• Problem description
Which lines run from the one containing "Target: cardboard box" to the end of the listing below? Write them out exactly, both ends included, with nothing else.

• Given data
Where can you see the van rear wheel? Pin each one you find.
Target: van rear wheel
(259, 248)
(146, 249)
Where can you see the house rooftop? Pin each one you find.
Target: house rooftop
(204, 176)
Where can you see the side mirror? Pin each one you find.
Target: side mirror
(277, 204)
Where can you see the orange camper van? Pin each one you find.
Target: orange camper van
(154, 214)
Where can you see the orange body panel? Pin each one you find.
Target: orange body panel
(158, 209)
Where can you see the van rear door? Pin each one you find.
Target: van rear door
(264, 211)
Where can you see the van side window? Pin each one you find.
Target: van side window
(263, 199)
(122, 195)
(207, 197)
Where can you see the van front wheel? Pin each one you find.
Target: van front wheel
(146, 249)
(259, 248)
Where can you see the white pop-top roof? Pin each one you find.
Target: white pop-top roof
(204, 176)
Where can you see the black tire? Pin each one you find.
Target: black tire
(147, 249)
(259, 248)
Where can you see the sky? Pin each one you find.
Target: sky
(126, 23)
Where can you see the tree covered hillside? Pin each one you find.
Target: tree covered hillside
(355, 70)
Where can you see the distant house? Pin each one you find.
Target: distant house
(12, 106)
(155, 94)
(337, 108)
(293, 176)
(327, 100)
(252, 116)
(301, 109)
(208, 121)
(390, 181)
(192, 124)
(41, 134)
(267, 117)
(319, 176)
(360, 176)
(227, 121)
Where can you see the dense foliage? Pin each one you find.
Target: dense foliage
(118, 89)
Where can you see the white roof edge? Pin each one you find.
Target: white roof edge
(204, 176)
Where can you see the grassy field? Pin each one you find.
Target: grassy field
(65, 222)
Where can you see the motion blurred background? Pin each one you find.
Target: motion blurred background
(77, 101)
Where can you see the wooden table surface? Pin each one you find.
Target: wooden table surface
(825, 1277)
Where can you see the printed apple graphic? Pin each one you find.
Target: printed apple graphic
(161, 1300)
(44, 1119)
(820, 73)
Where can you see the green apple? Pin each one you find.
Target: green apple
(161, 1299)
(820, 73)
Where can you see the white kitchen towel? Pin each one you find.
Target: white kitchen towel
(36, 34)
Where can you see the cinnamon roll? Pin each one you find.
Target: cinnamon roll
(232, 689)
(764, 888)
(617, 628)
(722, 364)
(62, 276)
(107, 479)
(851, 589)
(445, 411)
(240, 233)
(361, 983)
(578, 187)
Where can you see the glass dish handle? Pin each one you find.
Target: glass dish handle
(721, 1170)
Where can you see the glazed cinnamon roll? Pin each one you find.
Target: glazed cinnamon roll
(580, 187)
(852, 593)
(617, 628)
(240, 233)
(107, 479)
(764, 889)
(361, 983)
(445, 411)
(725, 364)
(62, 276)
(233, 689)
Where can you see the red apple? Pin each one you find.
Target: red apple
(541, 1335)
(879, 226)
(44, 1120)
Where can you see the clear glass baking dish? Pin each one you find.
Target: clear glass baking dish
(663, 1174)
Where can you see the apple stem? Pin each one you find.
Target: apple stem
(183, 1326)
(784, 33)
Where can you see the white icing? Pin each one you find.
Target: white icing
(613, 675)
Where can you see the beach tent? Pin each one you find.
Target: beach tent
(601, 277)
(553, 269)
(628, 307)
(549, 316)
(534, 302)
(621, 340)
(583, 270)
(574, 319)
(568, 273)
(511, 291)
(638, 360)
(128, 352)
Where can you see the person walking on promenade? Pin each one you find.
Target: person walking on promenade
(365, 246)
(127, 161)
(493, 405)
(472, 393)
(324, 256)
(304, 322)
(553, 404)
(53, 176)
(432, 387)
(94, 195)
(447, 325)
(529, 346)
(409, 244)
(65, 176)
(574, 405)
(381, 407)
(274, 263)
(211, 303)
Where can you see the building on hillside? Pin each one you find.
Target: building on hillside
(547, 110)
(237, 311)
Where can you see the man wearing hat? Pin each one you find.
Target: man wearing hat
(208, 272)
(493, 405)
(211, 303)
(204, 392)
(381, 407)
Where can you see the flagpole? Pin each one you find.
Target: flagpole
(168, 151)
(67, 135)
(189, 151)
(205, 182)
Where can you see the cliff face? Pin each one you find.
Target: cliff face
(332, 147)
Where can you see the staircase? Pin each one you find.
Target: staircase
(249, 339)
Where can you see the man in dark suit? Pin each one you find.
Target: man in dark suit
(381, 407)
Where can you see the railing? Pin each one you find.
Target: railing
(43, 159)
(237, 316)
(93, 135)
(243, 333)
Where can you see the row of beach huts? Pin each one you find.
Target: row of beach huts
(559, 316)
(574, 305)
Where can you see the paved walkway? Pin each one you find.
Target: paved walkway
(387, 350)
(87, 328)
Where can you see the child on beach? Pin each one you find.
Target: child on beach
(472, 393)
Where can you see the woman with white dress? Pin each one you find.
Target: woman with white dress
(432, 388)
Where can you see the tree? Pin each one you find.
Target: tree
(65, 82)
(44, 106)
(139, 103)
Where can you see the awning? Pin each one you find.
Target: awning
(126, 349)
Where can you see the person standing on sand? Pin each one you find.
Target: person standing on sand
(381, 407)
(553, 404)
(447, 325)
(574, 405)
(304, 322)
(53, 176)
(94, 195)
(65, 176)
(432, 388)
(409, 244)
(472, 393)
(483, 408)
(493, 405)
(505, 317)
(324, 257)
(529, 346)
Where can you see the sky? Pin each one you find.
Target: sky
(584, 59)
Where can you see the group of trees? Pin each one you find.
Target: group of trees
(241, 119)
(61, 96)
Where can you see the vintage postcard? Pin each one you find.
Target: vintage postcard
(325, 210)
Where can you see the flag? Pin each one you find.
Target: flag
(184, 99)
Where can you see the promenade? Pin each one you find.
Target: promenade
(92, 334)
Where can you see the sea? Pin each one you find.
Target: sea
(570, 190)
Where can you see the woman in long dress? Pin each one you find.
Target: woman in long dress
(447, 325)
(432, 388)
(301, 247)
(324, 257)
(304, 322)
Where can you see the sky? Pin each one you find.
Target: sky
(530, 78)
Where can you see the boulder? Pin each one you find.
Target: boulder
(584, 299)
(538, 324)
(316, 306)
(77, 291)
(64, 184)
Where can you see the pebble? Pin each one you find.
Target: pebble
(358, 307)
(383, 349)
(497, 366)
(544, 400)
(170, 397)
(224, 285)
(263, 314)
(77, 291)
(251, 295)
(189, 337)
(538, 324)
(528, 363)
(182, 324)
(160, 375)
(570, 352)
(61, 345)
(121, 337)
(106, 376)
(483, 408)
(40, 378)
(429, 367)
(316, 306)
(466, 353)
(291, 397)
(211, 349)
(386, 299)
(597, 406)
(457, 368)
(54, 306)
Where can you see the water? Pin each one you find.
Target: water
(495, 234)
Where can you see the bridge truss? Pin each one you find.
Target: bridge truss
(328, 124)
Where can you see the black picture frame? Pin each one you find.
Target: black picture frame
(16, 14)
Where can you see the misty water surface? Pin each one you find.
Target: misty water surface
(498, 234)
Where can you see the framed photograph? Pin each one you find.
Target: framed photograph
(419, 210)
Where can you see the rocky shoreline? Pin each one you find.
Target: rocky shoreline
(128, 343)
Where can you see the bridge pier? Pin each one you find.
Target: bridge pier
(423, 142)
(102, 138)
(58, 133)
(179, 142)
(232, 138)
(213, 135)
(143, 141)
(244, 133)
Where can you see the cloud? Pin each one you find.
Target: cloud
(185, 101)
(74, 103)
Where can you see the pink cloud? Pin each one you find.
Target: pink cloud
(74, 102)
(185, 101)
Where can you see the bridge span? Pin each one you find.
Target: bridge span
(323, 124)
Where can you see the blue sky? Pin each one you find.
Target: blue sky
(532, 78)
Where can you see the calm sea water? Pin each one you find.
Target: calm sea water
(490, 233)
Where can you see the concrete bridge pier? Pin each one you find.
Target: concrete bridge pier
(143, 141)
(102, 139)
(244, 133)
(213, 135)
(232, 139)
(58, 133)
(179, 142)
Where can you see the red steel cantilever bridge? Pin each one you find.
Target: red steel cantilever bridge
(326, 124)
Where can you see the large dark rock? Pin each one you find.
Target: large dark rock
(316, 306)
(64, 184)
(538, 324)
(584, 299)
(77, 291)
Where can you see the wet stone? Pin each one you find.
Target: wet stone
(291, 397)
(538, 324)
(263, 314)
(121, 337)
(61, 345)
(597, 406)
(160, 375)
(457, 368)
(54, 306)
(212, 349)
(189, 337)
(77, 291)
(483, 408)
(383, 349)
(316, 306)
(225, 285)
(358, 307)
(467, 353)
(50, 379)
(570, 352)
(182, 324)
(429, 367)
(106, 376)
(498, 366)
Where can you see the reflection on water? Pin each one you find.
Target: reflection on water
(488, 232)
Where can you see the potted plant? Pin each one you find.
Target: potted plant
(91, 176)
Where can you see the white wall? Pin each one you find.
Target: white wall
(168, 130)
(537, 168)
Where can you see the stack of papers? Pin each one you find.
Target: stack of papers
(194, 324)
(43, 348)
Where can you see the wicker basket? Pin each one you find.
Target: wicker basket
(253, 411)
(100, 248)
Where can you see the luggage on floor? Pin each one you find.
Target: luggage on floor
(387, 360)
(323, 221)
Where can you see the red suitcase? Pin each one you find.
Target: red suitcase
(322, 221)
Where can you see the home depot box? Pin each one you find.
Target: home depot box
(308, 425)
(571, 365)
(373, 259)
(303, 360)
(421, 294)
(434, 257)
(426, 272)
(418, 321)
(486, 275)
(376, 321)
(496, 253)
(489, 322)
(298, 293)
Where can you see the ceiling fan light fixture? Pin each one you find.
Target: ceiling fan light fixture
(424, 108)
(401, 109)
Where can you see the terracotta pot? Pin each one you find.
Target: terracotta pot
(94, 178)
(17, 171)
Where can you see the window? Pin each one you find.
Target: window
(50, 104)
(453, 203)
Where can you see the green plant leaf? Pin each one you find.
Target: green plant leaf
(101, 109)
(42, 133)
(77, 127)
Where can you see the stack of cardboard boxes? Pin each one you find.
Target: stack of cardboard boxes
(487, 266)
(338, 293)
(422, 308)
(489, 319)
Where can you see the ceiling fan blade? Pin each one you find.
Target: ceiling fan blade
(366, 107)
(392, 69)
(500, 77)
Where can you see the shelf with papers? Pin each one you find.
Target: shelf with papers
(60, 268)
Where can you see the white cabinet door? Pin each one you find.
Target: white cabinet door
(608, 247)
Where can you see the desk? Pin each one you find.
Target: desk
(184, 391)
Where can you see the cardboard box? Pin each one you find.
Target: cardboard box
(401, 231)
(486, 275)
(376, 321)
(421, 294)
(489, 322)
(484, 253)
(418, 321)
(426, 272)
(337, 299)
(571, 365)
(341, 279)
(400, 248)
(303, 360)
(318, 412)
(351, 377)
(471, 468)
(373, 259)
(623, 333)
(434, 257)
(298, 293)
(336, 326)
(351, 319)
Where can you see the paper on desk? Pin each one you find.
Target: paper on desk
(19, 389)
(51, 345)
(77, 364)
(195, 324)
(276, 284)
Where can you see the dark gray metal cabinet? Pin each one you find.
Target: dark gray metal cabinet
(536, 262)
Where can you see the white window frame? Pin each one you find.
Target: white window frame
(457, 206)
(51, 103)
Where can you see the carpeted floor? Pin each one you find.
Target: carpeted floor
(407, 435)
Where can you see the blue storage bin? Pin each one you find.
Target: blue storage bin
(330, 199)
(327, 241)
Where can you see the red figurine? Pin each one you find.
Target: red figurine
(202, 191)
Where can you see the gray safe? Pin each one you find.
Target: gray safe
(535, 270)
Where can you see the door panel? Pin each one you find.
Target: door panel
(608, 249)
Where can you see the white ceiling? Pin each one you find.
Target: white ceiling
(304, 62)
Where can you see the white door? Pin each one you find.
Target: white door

• Result of this exercise
Target: cardboard box
(401, 231)
(486, 275)
(376, 321)
(421, 294)
(489, 322)
(484, 253)
(418, 321)
(426, 272)
(337, 299)
(571, 365)
(341, 279)
(400, 248)
(303, 360)
(318, 412)
(351, 377)
(471, 468)
(373, 259)
(623, 333)
(434, 257)
(298, 293)
(336, 326)
(351, 319)
Where can you see the paper on desk? Pin each one you find.
Target: paper on desk
(19, 389)
(51, 345)
(77, 364)
(195, 324)
(276, 284)
Where can you see the dark gray metal cabinet? Pin each one you find.
Target: dark gray metal cabinet
(536, 262)
Where can you see the white window frame? Pin each one you find.
Target: white window frame
(457, 206)
(51, 103)
Where can you see the carpeted floor? Pin each one you find.
Target: carpeted floor
(407, 435)
Where can you see the blue storage bin? Pin each one you find.
Target: blue storage bin
(330, 199)
(327, 241)
Where can you see the red figurine? Pin each one you find.
Target: red figurine
(202, 191)
Where can you see the gray safe? Pin each one you find.
Target: gray safe
(535, 270)
Where can you see the door panel? Pin each one you find.
Target: door panel
(608, 249)
Where can you see the white ceiling? Pin each one you find.
Target: white ceiling
(304, 62)
Where can you see the white door? Pin each one you find.
Target: white door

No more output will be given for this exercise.